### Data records
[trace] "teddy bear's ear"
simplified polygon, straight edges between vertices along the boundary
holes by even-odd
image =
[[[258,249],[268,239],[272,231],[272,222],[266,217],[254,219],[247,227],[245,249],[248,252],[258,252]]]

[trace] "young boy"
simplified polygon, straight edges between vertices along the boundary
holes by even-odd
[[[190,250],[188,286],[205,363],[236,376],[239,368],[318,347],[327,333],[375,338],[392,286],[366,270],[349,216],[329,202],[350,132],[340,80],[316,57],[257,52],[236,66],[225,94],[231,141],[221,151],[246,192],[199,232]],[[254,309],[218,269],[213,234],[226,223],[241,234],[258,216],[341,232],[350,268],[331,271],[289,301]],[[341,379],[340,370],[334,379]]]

### What is expected
Rewrite all of the data above, replacing "even-odd" with "nonzero winding" wherever it occurs and leaving everything else unchanged.

### Output
[trace] "teddy bear's ear"
simplified polygon, straight edges between vertices along the boundary
holes by nonzero winding
image =
[[[258,249],[268,239],[272,231],[272,222],[266,217],[254,219],[247,227],[245,249],[248,252],[258,252]]]

[trace] "young boy"
simplified polygon, straight edges between vertices along the boundary
holes by nonzero winding
[[[190,250],[188,286],[205,363],[236,376],[239,368],[318,347],[327,333],[375,338],[392,286],[366,270],[349,216],[329,202],[350,132],[340,80],[316,57],[257,52],[236,66],[225,94],[231,141],[221,151],[246,192],[199,232]],[[254,309],[218,269],[213,234],[226,223],[241,234],[258,216],[341,232],[350,268],[331,271],[289,301]],[[341,379],[340,370],[334,379]]]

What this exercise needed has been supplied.